Document extract |
::::::::::

First: From a collection of scary stories my older sister brought home. I must have been about eight years old. A horrible creatures runs up and jumps on a man's back, digging its claws/hands into him, and it can't be removed. I don't remember much other than that, but the sheer randomness of the event horrified me, and I'm sure I had nightmares about it for weeks after I read it.

Second: This was one of those collections of scary stories in a thin little volume, marketed at middle schoolers. I was fine with most of the stories, but there was one in particular that completely freaked me out. It was about a guy with roaches in his apartment, so he bought a gecko, which he let loose so it could eat them. It got so big eating roaches, it ended up eating him. As far as his landlord and the police were concerned, he had just vanished.

Third: This was, again, another collection of stories, one of those 'true' strange story collections, written in a nonfiction format. Spontaneous Human Combustion...I'll leave it at that. Brrr

Fourth: Believe it or not, Jurassic Park. No, not the scenes where characters are running for their lives or any of that...just the way the dinosaurs behaved. In particular that early scene where the little girl is attacked by a procomsognathus on a beach was terrifying for me for the fact that such a small thing could be so freaking dangerous, and the way in which it was dangerous. Jurassic Park 3 (I think) included a scene clearly inspired by that, but it didn't quite catch the terror of it for me. The other early scene with the baby was pretty bad too.

::::::::::

Short exercise 1 | In the account of frightening stories, what did the man with roaches in his apartment buy to get rid of them?
Short exercise 2 | Gather every line of the entries that contains the string "icing", treating uppercase and lowercase as different.

[Named-object pointing entries]
::::::::::

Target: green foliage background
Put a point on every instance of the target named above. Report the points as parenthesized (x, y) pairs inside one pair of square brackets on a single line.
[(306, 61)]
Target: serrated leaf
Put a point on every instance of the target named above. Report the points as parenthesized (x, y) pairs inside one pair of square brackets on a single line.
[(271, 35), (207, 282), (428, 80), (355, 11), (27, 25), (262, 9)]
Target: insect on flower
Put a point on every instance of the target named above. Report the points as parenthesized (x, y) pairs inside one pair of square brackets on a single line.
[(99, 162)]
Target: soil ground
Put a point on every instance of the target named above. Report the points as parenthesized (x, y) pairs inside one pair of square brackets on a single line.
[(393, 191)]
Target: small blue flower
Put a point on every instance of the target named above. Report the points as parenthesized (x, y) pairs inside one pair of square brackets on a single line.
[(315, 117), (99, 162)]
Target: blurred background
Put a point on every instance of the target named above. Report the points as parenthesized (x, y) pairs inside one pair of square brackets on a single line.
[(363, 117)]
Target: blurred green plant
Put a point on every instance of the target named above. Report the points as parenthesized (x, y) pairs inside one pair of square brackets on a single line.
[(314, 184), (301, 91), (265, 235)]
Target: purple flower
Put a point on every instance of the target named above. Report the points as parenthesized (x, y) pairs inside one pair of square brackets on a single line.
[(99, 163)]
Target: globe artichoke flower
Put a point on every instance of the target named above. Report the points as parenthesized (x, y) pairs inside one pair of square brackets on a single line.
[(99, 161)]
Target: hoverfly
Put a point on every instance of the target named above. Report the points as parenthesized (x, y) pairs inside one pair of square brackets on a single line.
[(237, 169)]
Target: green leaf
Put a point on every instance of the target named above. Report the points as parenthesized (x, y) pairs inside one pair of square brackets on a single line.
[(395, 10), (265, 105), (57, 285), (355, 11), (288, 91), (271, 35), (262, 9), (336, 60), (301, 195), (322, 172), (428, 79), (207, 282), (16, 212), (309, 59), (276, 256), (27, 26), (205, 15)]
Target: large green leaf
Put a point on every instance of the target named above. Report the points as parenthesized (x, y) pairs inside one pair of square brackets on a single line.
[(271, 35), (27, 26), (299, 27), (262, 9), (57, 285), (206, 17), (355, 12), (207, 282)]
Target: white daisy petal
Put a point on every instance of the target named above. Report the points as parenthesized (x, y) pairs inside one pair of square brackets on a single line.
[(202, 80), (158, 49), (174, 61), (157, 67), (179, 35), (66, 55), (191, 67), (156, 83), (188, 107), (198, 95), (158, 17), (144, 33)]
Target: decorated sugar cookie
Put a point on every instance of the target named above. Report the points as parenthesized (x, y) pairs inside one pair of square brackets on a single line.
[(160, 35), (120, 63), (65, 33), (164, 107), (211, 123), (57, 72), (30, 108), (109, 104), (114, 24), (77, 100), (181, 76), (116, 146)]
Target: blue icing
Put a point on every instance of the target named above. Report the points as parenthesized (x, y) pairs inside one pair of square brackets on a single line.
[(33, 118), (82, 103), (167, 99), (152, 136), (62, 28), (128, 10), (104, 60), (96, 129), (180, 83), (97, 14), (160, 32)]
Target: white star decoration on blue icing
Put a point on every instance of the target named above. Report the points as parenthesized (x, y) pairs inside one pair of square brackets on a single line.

::::::::::

Full answer 1 | A gecko.

Full answer 2 |
Target: blue icing
Target: white star decoration on blue icing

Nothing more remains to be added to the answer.